Dataset rows on where objects appear
::::::

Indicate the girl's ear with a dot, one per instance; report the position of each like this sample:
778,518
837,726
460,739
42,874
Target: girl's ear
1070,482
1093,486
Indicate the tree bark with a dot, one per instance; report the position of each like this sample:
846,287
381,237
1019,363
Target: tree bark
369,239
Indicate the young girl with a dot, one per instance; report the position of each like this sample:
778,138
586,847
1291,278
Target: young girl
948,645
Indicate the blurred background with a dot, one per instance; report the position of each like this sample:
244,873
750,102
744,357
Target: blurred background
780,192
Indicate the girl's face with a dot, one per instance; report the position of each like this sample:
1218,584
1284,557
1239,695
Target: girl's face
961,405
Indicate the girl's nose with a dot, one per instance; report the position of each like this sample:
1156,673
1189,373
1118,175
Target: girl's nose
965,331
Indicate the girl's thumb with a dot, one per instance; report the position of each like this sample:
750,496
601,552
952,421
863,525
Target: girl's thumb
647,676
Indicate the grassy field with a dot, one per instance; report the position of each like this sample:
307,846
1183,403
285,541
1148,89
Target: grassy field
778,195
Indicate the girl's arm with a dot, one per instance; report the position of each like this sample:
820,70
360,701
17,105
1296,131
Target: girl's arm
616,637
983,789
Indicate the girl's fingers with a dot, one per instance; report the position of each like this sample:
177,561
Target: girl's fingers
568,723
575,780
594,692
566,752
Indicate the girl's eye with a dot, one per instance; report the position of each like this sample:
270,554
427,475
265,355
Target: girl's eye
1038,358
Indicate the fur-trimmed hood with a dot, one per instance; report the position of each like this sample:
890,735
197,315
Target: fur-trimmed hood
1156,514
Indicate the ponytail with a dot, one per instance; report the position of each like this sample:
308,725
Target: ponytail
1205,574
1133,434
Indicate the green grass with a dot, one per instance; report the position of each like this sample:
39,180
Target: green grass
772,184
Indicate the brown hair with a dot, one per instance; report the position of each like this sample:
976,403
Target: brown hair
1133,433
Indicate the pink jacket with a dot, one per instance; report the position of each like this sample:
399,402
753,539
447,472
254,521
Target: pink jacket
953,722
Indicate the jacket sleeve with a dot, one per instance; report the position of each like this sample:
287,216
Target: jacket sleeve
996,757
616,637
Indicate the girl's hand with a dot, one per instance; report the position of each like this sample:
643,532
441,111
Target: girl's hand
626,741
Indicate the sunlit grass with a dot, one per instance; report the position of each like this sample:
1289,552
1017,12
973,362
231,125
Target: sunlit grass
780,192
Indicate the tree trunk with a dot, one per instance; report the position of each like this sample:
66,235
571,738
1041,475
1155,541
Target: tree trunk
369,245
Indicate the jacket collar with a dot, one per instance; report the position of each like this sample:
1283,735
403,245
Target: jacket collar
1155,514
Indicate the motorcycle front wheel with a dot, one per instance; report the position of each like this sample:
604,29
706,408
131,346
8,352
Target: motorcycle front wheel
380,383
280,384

::::::

TASK DETAILS: What do the records say? Quote them all exactly.

TASK OUTPUT:
Indicate the girl's ear with a dot, one per instance; report the position of each like this sample:
778,518
837,726
460,739
42,874
Target: girl's ear
1070,482
1093,486
Indicate the tree bark with a dot, one per instance; report the position of each like this sample:
846,287
381,237
1019,363
Target: tree bark
369,239
Indicate the young girl with a dot, one per instance; report the position of each like this sample:
778,138
586,847
1291,278
Target: young girl
948,645
Indicate the blurred background with a dot, one per instance; report the position of each like this sample:
244,873
750,102
744,357
Target: blurred background
780,192
Indicate the girl's face with a dot, one per instance; report the position of each like this sample:
1218,584
1284,557
1239,695
Target: girl's face
961,405
Indicate the girl's nose with a dot, one per instance; report the position of each like this sample:
1156,673
1189,373
1118,175
Target: girl's nose
965,331
Indicate the girl's thumb with a dot, one per instance; report the position of each like this sample:
750,496
601,552
952,421
863,525
Target: girl's thumb
647,676
Indicate the grassy field with a dot, one per instance; report the position of each like this sample:
307,846
1183,403
285,541
1148,89
Target: grassy field
778,195
Indicate the girl's arm with a dot, one per instance; report the position of each like this sample:
820,70
360,701
17,105
1296,131
Target: girl's arm
616,637
983,789
Indicate the girl's fingers with a dot, one per instance; report the position of each like this sample:
177,561
Target: girl's fingers
568,723
575,780
594,692
566,752
Indicate the girl's eye with a dot, one per instance; report the position of each like this sample:
270,554
427,475
265,355
Target: girl's eye
1038,358
Indicate the fur-trimmed hood with a dot, one per instance; report the position of each like this sample:
890,735
197,315
Target: fur-trimmed hood
1156,514
Indicate the ponytail with a dot, one per instance; report the position of each like this sample:
308,725
Target: ponytail
1205,574
1133,434
Indicate the green grass with a dot, one per instance; report the position of each like this sample:
39,180
Target: green grass
772,184
Indicate the brown hair with a dot, one per instance; report the position of each like this sample:
976,403
Target: brown hair
1133,433
Indicate the pink jacket with a dot, one per instance; report the position of each like this sample:
399,402
753,539
447,472
254,521
Target: pink jacket
953,722
Indicate the jacket sleeve with a dot, one per instance; report the position of each like this sample:
287,216
Target: jacket sleeve
996,757
616,637
Indicate the girl's hand with a dot, one per instance; report the position of each like this sample:
643,532
441,111
Target: girl's hand
626,741
Indicate the sunlit grass with a dot, one per instance; report the position of each like this sample:
1289,552
1017,12
973,362
231,125
Target: sunlit grass
780,192
Indicate the tree trunk with a dot, one per instance; report the position of each like this sample:
66,235
571,738
1041,475
1155,541
Target: tree trunk
369,245
Indicate the jacket collar with a dot, one per instance; report the position of each like this sample:
1283,735
403,245
Target: jacket collar
1155,514
Indicate the motorcycle front wheel with a dot, one per instance; report the position of each like this sample:
604,29
706,408
131,346
8,352
Target: motorcycle front wheel
380,383
280,384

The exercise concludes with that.